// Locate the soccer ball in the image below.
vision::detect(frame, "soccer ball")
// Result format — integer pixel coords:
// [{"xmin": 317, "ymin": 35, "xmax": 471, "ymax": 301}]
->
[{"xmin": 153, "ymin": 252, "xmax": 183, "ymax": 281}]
========================================================================
# Exercise details:
Please transcribe the rows above verbatim, keeping every line and character unchanged.

# Task solution:
// Locate the soccer ball in the image below.
vision::detect(frame, "soccer ball")
// Result format — integer pixel coords:
// [{"xmin": 317, "ymin": 35, "xmax": 471, "ymax": 301}]
->
[{"xmin": 153, "ymin": 252, "xmax": 183, "ymax": 281}]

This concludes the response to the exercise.